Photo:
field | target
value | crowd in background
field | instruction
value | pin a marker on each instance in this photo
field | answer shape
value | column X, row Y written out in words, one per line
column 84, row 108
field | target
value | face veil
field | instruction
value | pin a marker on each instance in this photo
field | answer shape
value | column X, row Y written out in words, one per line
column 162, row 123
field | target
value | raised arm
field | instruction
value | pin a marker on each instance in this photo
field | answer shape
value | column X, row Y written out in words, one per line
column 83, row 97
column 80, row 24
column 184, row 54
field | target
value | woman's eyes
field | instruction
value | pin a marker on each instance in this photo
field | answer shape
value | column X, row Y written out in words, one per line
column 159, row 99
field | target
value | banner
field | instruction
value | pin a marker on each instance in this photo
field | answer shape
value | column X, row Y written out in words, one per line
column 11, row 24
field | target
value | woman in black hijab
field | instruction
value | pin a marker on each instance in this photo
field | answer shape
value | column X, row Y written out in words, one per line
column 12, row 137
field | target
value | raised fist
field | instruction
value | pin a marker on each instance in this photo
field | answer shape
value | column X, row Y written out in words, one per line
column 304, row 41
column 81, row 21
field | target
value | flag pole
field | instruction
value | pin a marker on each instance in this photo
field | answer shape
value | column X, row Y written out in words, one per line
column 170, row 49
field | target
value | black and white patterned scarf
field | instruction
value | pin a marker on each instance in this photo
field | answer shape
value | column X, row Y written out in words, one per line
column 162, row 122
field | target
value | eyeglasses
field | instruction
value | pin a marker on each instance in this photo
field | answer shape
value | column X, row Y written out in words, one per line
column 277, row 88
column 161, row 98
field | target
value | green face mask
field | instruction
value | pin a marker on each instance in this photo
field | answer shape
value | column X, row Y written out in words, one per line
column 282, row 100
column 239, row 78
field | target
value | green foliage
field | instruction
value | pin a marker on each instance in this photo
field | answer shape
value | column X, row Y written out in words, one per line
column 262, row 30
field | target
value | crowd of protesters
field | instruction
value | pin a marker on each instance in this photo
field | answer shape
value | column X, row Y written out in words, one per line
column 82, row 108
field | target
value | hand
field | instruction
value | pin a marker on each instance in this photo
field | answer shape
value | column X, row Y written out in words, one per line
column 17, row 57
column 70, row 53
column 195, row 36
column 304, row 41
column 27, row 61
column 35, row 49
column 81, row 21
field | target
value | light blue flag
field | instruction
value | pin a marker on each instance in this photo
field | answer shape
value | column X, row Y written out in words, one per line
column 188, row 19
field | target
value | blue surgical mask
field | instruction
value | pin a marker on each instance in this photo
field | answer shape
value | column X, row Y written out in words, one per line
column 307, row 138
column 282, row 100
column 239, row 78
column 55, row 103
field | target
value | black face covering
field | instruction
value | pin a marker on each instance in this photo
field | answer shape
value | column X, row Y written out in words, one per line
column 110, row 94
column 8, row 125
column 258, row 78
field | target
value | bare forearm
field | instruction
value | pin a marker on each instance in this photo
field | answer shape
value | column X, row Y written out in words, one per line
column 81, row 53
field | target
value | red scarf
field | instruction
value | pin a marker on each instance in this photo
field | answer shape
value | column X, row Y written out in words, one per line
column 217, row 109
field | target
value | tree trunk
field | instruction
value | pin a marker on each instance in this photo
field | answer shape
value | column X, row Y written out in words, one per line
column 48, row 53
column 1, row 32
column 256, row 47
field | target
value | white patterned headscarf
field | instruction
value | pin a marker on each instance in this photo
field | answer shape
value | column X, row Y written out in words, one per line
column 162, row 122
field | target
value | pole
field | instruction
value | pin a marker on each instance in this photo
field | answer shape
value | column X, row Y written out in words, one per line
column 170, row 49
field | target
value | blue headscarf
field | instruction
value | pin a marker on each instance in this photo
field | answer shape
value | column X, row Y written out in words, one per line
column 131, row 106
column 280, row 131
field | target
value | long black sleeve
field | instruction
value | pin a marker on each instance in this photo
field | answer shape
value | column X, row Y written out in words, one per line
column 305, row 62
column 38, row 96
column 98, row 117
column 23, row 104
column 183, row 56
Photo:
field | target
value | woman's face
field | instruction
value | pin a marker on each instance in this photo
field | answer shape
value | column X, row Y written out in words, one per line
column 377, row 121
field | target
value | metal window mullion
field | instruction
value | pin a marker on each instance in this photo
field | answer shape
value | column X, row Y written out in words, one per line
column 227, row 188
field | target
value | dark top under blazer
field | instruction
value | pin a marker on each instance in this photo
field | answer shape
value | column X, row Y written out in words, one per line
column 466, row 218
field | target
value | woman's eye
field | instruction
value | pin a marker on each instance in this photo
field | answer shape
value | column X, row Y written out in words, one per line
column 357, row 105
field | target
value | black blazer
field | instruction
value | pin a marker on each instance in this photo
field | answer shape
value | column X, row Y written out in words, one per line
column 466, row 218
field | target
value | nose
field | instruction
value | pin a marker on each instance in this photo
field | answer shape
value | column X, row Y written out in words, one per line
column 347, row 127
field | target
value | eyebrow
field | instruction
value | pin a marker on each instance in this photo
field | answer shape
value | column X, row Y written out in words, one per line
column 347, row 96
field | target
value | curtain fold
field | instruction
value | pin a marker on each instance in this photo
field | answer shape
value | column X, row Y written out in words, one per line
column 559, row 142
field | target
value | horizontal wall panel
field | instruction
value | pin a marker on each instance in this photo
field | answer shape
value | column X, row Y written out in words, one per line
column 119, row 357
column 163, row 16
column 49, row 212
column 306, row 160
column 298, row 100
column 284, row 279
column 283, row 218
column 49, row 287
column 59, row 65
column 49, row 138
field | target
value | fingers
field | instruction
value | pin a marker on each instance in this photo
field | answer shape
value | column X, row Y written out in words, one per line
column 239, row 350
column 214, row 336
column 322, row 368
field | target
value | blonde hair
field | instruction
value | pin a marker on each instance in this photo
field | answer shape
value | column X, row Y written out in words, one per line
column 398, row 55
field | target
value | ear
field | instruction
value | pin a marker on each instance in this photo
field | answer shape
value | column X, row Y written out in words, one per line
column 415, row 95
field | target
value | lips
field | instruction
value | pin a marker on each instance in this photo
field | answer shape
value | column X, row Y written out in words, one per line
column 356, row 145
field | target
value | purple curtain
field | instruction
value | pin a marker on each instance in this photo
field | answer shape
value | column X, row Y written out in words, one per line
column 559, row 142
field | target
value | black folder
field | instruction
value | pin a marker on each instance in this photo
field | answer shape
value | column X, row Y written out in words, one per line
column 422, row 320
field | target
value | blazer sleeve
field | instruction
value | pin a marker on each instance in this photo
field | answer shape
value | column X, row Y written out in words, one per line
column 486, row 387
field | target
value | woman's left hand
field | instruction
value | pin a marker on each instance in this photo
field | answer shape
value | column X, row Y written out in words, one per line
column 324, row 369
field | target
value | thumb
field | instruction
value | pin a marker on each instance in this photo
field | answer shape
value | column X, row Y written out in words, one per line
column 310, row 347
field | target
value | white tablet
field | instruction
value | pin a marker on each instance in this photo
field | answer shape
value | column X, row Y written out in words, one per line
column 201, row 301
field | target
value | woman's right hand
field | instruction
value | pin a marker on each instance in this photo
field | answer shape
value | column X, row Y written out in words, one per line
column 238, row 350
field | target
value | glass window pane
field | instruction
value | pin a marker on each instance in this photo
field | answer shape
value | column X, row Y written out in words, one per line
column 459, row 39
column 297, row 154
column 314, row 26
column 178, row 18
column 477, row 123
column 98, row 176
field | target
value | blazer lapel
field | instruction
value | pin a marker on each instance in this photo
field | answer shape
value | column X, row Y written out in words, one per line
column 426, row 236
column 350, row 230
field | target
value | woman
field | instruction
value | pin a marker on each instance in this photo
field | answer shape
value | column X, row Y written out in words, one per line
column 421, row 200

::::

Directions for this task: Transcribe each entry exactly.

Solution below:
Photo:
field | target
value | crowd in background
field | instruction
value | pin a marker on each instance in this photo
field | answer shape
value | column X, row Y written out in words, one per line
column 84, row 108
field | target
value | face veil
field | instruction
value | pin a marker on each instance in this photo
field | answer shape
value | column X, row Y written out in words, one per line
column 162, row 123
field | target
value | raised arm
field | instruction
value | pin a marker on each instance in this photo
field | answer shape
value | column X, row Y written out in words, one per line
column 83, row 97
column 80, row 24
column 184, row 54
field | target
value | woman's eyes
field | instruction
value | pin a marker on each instance in this photo
field | answer shape
value | column X, row Y written out in words, one per line
column 159, row 99
field | target
value | banner
field | instruction
value | pin a marker on each instance in this photo
field | answer shape
value | column X, row Y written out in words, one per line
column 11, row 24
field | target
value | woman in black hijab
field | instruction
value | pin a marker on each instance in this photo
field | answer shape
value | column X, row Y written out in words, one per line
column 12, row 137
field | target
value | raised fist
field | instruction
value | pin a marker on each instance in this photo
field | answer shape
value | column X, row Y written out in words, one per line
column 304, row 41
column 81, row 21
field | target
value | flag pole
field | instruction
value | pin a marker on each instance in this photo
field | answer shape
value | column X, row Y written out in words, one per line
column 170, row 49
field | target
value | black and white patterned scarf
field | instruction
value | pin a marker on each instance in this photo
field | answer shape
value | column X, row Y written out in words, one per line
column 162, row 122
field | target
value | eyeglasses
field | instruction
value | pin a marker on each instance in this photo
field | answer shape
value | column X, row Y written out in words, one per line
column 277, row 88
column 161, row 98
field | target
value | green face mask
field | instruction
value | pin a marker on each instance in this photo
field | answer shape
value | column X, row Y written out in words, one per line
column 282, row 100
column 239, row 78
field | target
value | green foliage
field | instruction
value | pin a marker on each instance in this photo
field | answer shape
value | column X, row Y written out in words, one per line
column 262, row 30
field | target
value | crowd of protesters
field | instruction
value | pin a marker on each instance in this photo
field | answer shape
value | column X, row Y written out in words, one per line
column 82, row 108
field | target
value | hand
field | instruction
value | pin a marker on each instance in this photo
field | answer shape
value | column X, row Y written out in words, one per line
column 17, row 57
column 70, row 53
column 195, row 36
column 304, row 41
column 27, row 61
column 35, row 49
column 81, row 21
field | target
value | light blue flag
field | instruction
value | pin a marker on each instance in this photo
field | answer shape
value | column X, row Y written out in words, one per line
column 188, row 19
field | target
value | blue surgical mask
field | instruction
value | pin a marker on each instance in this photo
field | answer shape
value | column X, row Y written out in words, one per line
column 307, row 138
column 282, row 100
column 239, row 78
column 55, row 103
field | target
value | black face covering
field | instruction
value | pin a marker on each instance in this photo
field | answer shape
value | column X, row Y written out in words, one per line
column 110, row 94
column 8, row 125
column 258, row 78
field | target
value | bare forearm
field | instruction
value | pin a marker on each instance in this photo
field | answer shape
value | column X, row Y written out in words, one per line
column 81, row 53
field | target
value | red scarf
field | instruction
value | pin a marker on each instance in this photo
field | answer shape
value | column X, row Y written out in words, one per line
column 217, row 109
field | target
value | tree trunk
field | instruction
value | pin a marker on each instance in this photo
field | answer shape
value | column X, row Y written out in words, one per line
column 48, row 53
column 1, row 32
column 256, row 47
field | target
value | white patterned headscarf
field | instruction
value | pin a marker on each instance in this photo
field | answer shape
value | column X, row Y written out in words, one per line
column 162, row 122
field | target
value | pole
field | instruction
value | pin a marker on each instance in this photo
field | answer shape
value | column X, row Y written out in words, one per line
column 170, row 49
field | target
value | blue headscarf
field | instruction
value | pin a marker on each instance in this photo
field | answer shape
value | column X, row Y written out in words, one per line
column 131, row 106
column 280, row 131
field | target
value | long black sleeve
field | instruction
value | pin a marker on each instance in this photo
field | answer shape
value | column X, row Y written out in words, one per line
column 305, row 62
column 38, row 96
column 98, row 117
column 23, row 104
column 183, row 56
Photo:
field | target
value | woman's face
field | instruction
value | pin a marker on each instance in this photo
field | answer shape
value | column X, row Y written out in words, one per line
column 377, row 121
field | target
value | metal window mullion
field | instruction
value | pin a marker on each instance in this photo
field | answer shape
value | column X, row Y written out in words, one per line
column 227, row 188
field | target
value | dark top under blazer
field | instruction
value | pin a marker on each instance in this photo
field | answer shape
value | column X, row Y written out in words, one per line
column 466, row 218
field | target
value | woman's eye
field | instruction
value | pin a marker on each instance in this photo
field | answer shape
value | column X, row Y written out in words, one per line
column 357, row 105
field | target
value | black blazer
field | instruction
value | pin a marker on each instance in this photo
field | answer shape
value | column X, row Y written out in words, one per line
column 466, row 218
field | target
value | nose
field | instruction
value | pin a marker on each instance in this photo
field | answer shape
value | column X, row Y written out in words, one per line
column 347, row 127
field | target
value | eyebrow
field | instruction
value | pin a marker on each instance in this photo
field | answer shape
value | column X, row Y written out in words, one per line
column 347, row 96
field | target
value | curtain fold
field | instruction
value | pin a marker on each instance in this photo
field | answer shape
value | column X, row Y written out in words, one per line
column 559, row 142
field | target
value | horizontal wall panel
field | instruction
value | pin a marker on each instance in this photo
field | answer shape
value | column X, row Y written out in words, one per line
column 119, row 357
column 163, row 16
column 49, row 212
column 306, row 160
column 298, row 100
column 284, row 279
column 283, row 218
column 49, row 287
column 59, row 65
column 49, row 138
field | target
value | fingers
field | instruction
value | pin a marker on each instance in this photo
field | answer shape
value | column X, row Y written out in words, one per line
column 239, row 350
column 214, row 336
column 322, row 368
field | target
value | blonde hair
field | instruction
value | pin a marker on each instance in this photo
field | answer shape
value | column X, row Y written out in words, one per line
column 398, row 55
field | target
value | ear
field | instruction
value | pin a marker on each instance in this photo
field | answer shape
value | column X, row Y written out in words, one per line
column 415, row 95
field | target
value | lips
field | instruction
value | pin a marker on each instance in this photo
field | answer shape
value | column X, row Y written out in words, one per line
column 356, row 145
field | target
value | purple curtain
field | instruction
value | pin a marker on each instance in this photo
field | answer shape
value | column X, row Y written out in words, one per line
column 559, row 142
field | target
value | black folder
field | instruction
value | pin a marker on each instance in this photo
field | answer shape
value | column X, row Y written out in words, one per line
column 422, row 320
field | target
value | blazer sleeve
field | instruction
value | pin a marker on each instance in this photo
field | answer shape
value | column X, row Y written out in words, one per line
column 486, row 387
field | target
value | woman's left hand
field | instruction
value | pin a marker on each instance in this photo
field | answer shape
value | column X, row Y written out in words, one per line
column 324, row 369
field | target
value | thumb
field | instruction
value | pin a marker on each instance in this photo
field | answer shape
value | column X, row Y written out in words, one per line
column 310, row 347
field | target
value | white tablet
field | instruction
value | pin a marker on each instance in this photo
field | answer shape
value | column X, row Y written out in words, one per line
column 201, row 301
field | target
value | woman's right hand
field | instruction
value | pin a marker on each instance in this photo
field | answer shape
value | column X, row Y written out in words, one per line
column 238, row 350
field | target
value | glass window pane
field | instruction
value | pin a marker on each instance in this photo
field | answer shape
value | column X, row Y written out in words, one per line
column 459, row 39
column 297, row 154
column 314, row 26
column 178, row 18
column 477, row 123
column 98, row 176
field | target
value | blazer lapel
field | instruction
value | pin a marker on each instance in this photo
field | answer shape
value | column X, row Y written out in words, one per line
column 426, row 236
column 350, row 230
field | target
value | woman
field | instruction
value | pin a marker on each instance in this photo
field | answer shape
value | column X, row Y written out in words, one per line
column 421, row 200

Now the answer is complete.